* _TASK GOAL_
Repeat the whole of the data, keeping every detail the same.
╭─ TASK INPUTS
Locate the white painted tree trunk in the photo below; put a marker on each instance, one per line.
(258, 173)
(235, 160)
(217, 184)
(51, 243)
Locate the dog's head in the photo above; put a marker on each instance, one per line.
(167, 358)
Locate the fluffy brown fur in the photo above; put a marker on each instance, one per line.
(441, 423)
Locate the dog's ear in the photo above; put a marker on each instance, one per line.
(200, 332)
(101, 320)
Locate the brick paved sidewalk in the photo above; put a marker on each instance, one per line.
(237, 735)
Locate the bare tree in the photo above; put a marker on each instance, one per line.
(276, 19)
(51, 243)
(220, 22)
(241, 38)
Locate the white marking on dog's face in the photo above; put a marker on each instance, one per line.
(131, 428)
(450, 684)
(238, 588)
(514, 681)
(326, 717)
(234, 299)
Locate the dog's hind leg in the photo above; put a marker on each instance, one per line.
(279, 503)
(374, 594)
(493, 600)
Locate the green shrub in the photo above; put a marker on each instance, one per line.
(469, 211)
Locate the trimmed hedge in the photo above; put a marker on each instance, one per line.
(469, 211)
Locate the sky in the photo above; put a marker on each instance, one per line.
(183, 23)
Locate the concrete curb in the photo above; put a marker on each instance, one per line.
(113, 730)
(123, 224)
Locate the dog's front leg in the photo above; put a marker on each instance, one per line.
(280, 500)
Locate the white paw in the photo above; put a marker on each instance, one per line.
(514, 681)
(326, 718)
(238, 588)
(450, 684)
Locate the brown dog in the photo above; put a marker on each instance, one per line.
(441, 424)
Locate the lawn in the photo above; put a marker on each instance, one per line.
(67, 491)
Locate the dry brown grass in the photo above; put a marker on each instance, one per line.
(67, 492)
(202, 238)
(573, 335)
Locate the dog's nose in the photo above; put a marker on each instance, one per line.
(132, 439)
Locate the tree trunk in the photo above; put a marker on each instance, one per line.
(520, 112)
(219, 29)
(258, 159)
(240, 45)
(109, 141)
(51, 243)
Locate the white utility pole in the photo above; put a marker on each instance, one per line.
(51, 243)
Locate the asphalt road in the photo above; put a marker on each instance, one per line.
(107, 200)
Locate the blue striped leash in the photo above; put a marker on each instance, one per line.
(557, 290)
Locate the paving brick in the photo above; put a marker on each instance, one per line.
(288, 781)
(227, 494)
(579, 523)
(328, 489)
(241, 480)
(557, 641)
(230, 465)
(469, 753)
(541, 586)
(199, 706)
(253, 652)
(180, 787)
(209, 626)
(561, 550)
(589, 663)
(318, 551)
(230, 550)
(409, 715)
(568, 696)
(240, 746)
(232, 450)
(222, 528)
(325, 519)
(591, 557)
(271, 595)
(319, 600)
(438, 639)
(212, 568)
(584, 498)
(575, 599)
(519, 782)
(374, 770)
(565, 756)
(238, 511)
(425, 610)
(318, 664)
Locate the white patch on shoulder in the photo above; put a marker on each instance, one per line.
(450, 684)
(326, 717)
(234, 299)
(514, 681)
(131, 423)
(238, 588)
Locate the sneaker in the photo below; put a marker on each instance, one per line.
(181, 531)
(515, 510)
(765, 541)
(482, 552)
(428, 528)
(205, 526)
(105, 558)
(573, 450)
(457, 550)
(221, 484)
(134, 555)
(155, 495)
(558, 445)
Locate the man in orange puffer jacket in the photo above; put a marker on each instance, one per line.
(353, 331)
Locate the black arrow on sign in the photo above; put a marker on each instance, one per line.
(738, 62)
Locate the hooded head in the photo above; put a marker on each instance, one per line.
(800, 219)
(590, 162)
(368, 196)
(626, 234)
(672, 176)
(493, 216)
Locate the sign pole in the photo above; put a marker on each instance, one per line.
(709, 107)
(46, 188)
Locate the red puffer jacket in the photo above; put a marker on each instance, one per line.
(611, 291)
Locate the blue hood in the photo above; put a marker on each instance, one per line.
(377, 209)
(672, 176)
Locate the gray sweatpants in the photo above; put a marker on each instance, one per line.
╰─
* _ANSWER BOX_
Locate the white painted tree trunk in the photo below; put a marker on each instance, one per line.
(258, 173)
(235, 160)
(217, 184)
(51, 243)
Locate the dog's head in the photo above; put a marker on each instance, one per line.
(167, 358)
Locate the fluffy brown fur in the photo above; put a marker on each instance, one per line.
(441, 423)
Locate the dog's ear in the photo above; put a marker on each instance, one per line.
(200, 332)
(101, 320)
Locate the brick paved sidewalk in the photo above; put a marker on each instance, one per line.
(237, 735)
Locate the bare tree in the photo above; put a marker on each instance, one per line.
(276, 19)
(51, 243)
(220, 22)
(241, 38)
Locate the white marking on dog's face in the photo above; put a marker on each instance, one per line.
(131, 428)
(450, 684)
(238, 588)
(514, 681)
(326, 717)
(234, 299)
Locate the dog's hind leg in the photo above; put a marker on each instance, one per line.
(279, 503)
(374, 594)
(493, 600)
Locate the green shrub in the photo above; put a marker on each instance, one per line.
(469, 211)
Locate the trimmed hedge in the photo above; put a marker on each instance, one per line.
(469, 211)
Locate the sky in the photo above; put a marker on each instance, one per line.
(183, 23)
Locate the concrete curb in the photo above; put a marker on each instance, one per line.
(113, 730)
(123, 224)
Locate the dog's front leg in the photo above; put a marker on each instance, one per line.
(280, 500)
Locate the white paw in the photo above; put a marker on each instance, one per line.
(514, 681)
(326, 718)
(238, 588)
(450, 684)
Locate the brown dog in the photo above; put a marker on each instance, one per line.
(441, 424)
Locate the lawn in the photo above; put a marker on each instance, one per line.
(67, 491)
Locate the dry brown grass in the photo above; put a marker on each instance, one per line.
(67, 492)
(202, 238)
(573, 335)
Locate the dog's nose in the photo above; put a marker on each instance, one per line.
(132, 439)
Locate the tree trunk in the photo above; put a marker on each instance, one per line.
(520, 112)
(219, 29)
(258, 159)
(240, 45)
(109, 141)
(51, 243)
Locate the white utility pole in the photo above; put a marker on each instance, one per line.
(51, 243)
Locate the asphalt road in the photo above; put a marker on each instance, one per line.
(107, 200)
Locate the blue striped leash in the photo above; put a marker on each instance, one per line.
(557, 290)
Locate the paving brick in the photo above; put a marker on each instance, one per line.
(288, 781)
(227, 494)
(579, 523)
(328, 489)
(241, 480)
(557, 641)
(230, 465)
(469, 753)
(541, 586)
(199, 706)
(253, 652)
(180, 787)
(209, 626)
(561, 550)
(589, 663)
(318, 551)
(230, 550)
(409, 715)
(568, 696)
(240, 746)
(232, 450)
(222, 528)
(325, 519)
(591, 557)
(271, 595)
(319, 600)
(438, 639)
(212, 568)
(584, 498)
(575, 599)
(519, 782)
(374, 770)
(565, 756)
(238, 511)
(425, 610)
(318, 664)
Locate the white patch on shoulder in the photo above; put a marker on each instance, one per line.
(450, 684)
(326, 717)
(234, 299)
(514, 681)
(131, 423)
(238, 588)
Locate the sneaker in the photo below; put a marker on each instance, one per line.
(181, 531)
(515, 510)
(765, 541)
(482, 552)
(428, 528)
(205, 526)
(105, 558)
(573, 450)
(457, 550)
(221, 484)
(134, 555)
(155, 495)
(558, 445)
Locate the man in orange puffer jacket in the photo above; put a marker on each instance, one per line.
(353, 331)
Locate the black arrow on sign in the photo above; put a marker on each instance, one per line.
(738, 62)
Locate the hooded head in the photo above; put a marker on each instance, one per line.
(800, 219)
(590, 162)
(368, 196)
(626, 234)
(672, 176)
(493, 216)
Locate the sign pole in the photo above; put a marker on each instance, one per line.
(709, 107)
(46, 188)
Locate the red puffer jacket in the photo above; put a marker on each instance, one per line.
(611, 291)
Locate the blue hood in the photo above; put a marker on each instance, one per line.
(377, 209)
(672, 176)
Locate the gray sweatpants in the photo above; put a marker on each instance, one per line.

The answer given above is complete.